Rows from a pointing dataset
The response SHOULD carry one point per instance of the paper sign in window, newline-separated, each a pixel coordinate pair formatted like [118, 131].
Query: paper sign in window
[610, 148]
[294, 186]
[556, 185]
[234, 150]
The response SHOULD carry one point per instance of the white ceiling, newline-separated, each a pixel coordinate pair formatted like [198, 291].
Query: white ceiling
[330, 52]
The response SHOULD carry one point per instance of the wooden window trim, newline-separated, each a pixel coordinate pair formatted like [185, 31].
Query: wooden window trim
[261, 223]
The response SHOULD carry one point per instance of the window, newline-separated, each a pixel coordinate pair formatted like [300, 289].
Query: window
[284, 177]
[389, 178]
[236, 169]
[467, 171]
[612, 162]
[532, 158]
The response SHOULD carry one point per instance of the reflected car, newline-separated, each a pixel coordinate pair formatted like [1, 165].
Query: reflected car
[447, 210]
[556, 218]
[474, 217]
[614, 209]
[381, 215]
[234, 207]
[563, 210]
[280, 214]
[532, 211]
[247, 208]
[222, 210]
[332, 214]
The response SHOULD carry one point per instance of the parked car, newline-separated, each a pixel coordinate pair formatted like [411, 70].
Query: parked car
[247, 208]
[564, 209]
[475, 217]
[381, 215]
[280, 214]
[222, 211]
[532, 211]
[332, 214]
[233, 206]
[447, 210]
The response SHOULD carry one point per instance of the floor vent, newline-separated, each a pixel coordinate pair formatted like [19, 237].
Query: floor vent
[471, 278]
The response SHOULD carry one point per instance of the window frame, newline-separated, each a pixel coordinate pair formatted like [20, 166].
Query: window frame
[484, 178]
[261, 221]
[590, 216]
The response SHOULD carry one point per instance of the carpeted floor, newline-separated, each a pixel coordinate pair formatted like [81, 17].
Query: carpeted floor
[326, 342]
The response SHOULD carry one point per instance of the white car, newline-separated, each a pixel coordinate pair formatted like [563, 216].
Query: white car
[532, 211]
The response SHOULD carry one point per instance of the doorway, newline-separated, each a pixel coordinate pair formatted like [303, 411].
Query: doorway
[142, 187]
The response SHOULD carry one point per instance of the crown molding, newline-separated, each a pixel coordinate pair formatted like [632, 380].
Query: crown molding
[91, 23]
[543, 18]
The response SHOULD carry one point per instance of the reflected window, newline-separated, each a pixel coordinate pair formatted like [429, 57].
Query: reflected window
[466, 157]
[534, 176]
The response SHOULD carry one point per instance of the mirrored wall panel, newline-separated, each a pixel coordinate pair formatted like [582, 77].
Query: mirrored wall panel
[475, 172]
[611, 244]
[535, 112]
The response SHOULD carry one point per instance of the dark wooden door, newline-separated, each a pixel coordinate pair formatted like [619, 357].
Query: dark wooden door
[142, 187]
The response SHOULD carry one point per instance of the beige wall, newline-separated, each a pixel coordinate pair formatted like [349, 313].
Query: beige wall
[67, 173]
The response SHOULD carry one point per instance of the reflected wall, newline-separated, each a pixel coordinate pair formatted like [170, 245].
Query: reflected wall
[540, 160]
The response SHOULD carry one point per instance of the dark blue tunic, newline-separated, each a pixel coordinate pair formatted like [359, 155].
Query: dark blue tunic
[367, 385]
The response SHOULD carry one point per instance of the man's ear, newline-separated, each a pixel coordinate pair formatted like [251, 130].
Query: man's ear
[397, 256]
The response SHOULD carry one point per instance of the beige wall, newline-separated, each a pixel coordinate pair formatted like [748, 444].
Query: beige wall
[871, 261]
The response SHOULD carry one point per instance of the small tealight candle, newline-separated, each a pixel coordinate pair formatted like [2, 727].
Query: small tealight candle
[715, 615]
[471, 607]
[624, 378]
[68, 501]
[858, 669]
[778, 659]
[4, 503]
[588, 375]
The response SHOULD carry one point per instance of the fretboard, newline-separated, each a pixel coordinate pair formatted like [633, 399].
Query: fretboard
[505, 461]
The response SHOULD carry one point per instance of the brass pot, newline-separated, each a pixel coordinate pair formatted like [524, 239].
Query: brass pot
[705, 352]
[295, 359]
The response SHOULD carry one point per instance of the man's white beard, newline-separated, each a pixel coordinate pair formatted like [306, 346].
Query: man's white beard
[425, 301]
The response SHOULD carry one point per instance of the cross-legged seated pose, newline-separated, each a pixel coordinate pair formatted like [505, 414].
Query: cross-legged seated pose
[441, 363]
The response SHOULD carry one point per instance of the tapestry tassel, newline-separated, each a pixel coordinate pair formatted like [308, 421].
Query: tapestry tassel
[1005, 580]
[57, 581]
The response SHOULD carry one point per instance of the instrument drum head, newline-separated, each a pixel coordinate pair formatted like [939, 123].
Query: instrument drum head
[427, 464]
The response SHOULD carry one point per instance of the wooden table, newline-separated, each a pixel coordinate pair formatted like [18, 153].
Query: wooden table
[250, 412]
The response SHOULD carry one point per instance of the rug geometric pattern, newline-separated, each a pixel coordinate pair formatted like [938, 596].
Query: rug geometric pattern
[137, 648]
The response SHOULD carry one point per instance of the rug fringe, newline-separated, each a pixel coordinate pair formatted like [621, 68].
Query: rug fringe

## Directions
Copy all of the data exactly.

## Response
The response SHOULD carry one point per instance of the paper sign in window, newline-separated, each a pixel coordinate pair formatted like [118, 131].
Query: paper sign in window
[610, 148]
[294, 186]
[556, 185]
[234, 150]
The response SHOULD carry one point per instance of the white ceiling, newline-separated, each a pixel coordinate pair formatted like [198, 291].
Query: white ceiling
[330, 52]
The response SHOULD carry one point per instance of the wooden window trim, newline-separated, each a pixel coordinate pair formatted like [185, 31].
Query: wooden window trim
[261, 223]
The response SHOULD carry one point per instance of the window, newline-separated, each a pixel coordinate pair formatted like [300, 289].
Query: window
[284, 177]
[389, 178]
[236, 169]
[467, 171]
[612, 162]
[532, 158]
The response SHOULD carry one point per instance of the reflected car, newline-separated, each a pixel coordinate pair formatted like [1, 165].
Query: reflected car
[447, 210]
[556, 218]
[474, 217]
[614, 209]
[381, 215]
[234, 207]
[563, 210]
[280, 214]
[532, 211]
[247, 208]
[222, 210]
[332, 214]
The response SHOULD carry one point per instance of the parked car, newline-separated, each a pixel coordinate pair formatted like [411, 70].
Query: parked car
[247, 208]
[564, 209]
[475, 217]
[381, 215]
[280, 214]
[222, 211]
[532, 211]
[332, 214]
[233, 206]
[447, 210]
The response SHOULD carry one point per instance of the floor vent, newline-separated, each a pixel coordinate pair formatted like [19, 237].
Query: floor vent
[471, 278]
The response SHOULD carry one point per instance of the window frame, newline-separated, each a pixel coordinate pair formatted like [20, 166].
Query: window frame
[484, 178]
[261, 221]
[590, 216]
The response SHOULD carry one point per instance of the carpeted floor, newline-separated, each a pixel coordinate pair formatted like [81, 17].
Query: carpeted floor
[326, 342]
The response SHOULD carry one point per instance of the white car, newline-separated, each a pixel coordinate pair formatted like [563, 216].
Query: white car
[532, 211]
The response SHOULD carry one point per instance of the doorway, newline-separated, each a pixel coordinate pair formatted like [303, 411].
Query: doorway
[142, 187]
The response SHOULD carry one point per instance of the crown molding, newline-separated, each a pixel coordinate pair formatted like [632, 380].
Query: crown molding
[91, 23]
[543, 18]
The response SHOULD carry one point per instance of the reflected window, newline-separated, each a pixel coordinate pair formatted like [429, 57].
Query: reflected window
[466, 157]
[534, 176]
The response SHOULD carry one point per instance of the mirrored wall panel, newline-separated, each a pixel coordinate pair formatted like [582, 77].
Query: mirrored wall panel
[475, 172]
[611, 244]
[535, 112]
The response SHOULD carry one point per instance of the dark wooden door, newline-separated, each a pixel coordinate pair formatted like [619, 357].
Query: dark wooden door
[142, 187]
The response SHOULD carry one point per instance of the beige wall, newline-separated, each a pixel coordinate pair formatted like [349, 313].
Query: beige wall
[67, 173]
The response SHOULD carry one point per instance of the reflected wall, newline-separated, each a pixel coordinate pair formatted like [170, 245].
Query: reflected wall
[540, 160]
The response SHOULD carry one point per instance of the dark blue tunic, newline-separated, each a pixel coordinate pair formatted like [359, 155].
Query: dark blue tunic
[367, 385]
The response SHOULD carry one point per instance of the man's ear, newline-separated, each a pixel coordinate pair formatted like [251, 130].
Query: man's ear
[397, 256]
The response SHOULD carry one point per instance of the beige wall, newline-separated, each a pixel coordinate pair formatted like [748, 444].
Query: beige wall
[871, 261]
The response SHOULD carry one point per instance of the small tealight candle, newline-separated, each a pixel coordinate pair formatted like [2, 727].
Query: small tealight candle
[715, 615]
[471, 607]
[624, 378]
[68, 501]
[858, 669]
[778, 659]
[4, 503]
[588, 375]
The response SHOULD carry one point per instance of the fretboard, newline-separated, each a pixel coordinate pair formatted like [633, 399].
Query: fretboard
[505, 461]
The response SHOULD carry one point per instance of the brass pot, newline-separated, each a pixel coordinate pair formatted like [524, 239].
Query: brass pot
[705, 352]
[295, 359]
The response SHOULD carry one point per instance of the man's white beard, newline-separated, each a pixel coordinate pair formatted like [306, 346].
Query: man's white beard
[425, 301]
The response SHOULD carry one point per instance of the cross-legged seated pose, newline-separated, each a pixel coordinate pair formatted like [505, 414].
Query: cross-legged seated pose
[441, 363]
The response SHOULD carry one point per instance of the tapestry tassel, newline-separated, each a pixel coordinate pair formatted like [308, 421].
Query: tapestry tassel
[1005, 580]
[57, 581]
The response SHOULD carry one point per instance of the instrument drum head, newline-separated, each a pixel coordinate pair formatted like [939, 123].
Query: instrument drum head
[427, 464]
The response SHOULD carry one point per instance of the wooden table, newline-separated, each a pixel coordinate pair formatted like [18, 153].
Query: wooden table
[250, 412]
The response SHOULD carry one point per instance of the rug geometric pattern, newline-separated, each a pixel coordinate pair formatted like [938, 596].
Query: rug geometric pattern
[137, 648]
The response SHOULD carry one point per instance of the rug fringe, newline-separated, each a pixel coordinate pair formatted like [621, 68].
Query: rug fringe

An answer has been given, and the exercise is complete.